## Records for processing

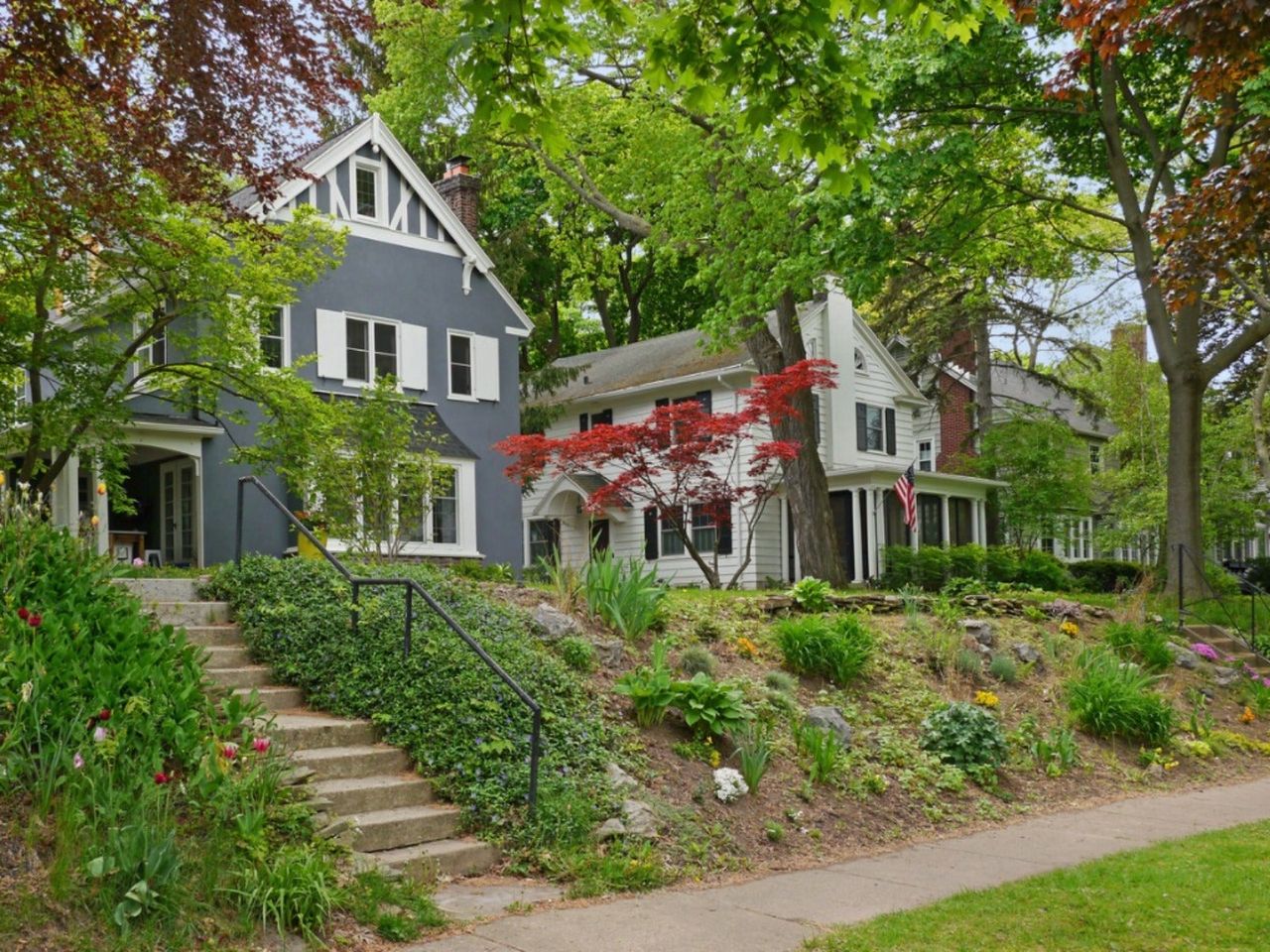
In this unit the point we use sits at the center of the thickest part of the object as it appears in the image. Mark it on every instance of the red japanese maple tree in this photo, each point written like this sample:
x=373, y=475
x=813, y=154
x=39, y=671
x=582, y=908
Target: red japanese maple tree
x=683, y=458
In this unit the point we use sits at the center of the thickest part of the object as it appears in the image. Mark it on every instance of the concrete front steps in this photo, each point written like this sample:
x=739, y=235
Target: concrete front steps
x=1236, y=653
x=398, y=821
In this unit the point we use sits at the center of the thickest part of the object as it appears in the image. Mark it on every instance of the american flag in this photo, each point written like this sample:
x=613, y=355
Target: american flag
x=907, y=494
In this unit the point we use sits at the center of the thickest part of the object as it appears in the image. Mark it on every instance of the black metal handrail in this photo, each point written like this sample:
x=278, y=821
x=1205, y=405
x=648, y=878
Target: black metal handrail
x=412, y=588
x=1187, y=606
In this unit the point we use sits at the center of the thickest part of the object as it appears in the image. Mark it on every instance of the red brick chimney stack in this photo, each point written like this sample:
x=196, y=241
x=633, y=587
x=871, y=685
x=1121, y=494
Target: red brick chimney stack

## Problem statement
Rewrite only the lines from the one containing "of the american" through the last line, requests included, adding 55 to every x and y coordinate in the answers. Leave the sample coordinates in the requests unchanged.

## Solution
In this unit the point we use sits at the center of the thickest part of the object as it appears in the image. Mark it on every instance of the american flag in this photo, each point written like this sample:
x=613, y=355
Target: american flag
x=962, y=549
In this unit the point we use sits at the center of the thickest part of the object as it appears in the image. Mark it on every instance of the black metal handrail in this photo, each point written like this sample:
x=278, y=821
x=1205, y=405
x=648, y=878
Target: black metal handrail
x=467, y=643
x=1242, y=661
In this unit the point we use sits at the center of the thickest part of the object as it appears in the image. Mark it on every instance of the red brick chimney stack in this photo, each point written like this sample:
x=196, y=241
x=633, y=587
x=871, y=685
x=1121, y=494
Target: red brick chimney stack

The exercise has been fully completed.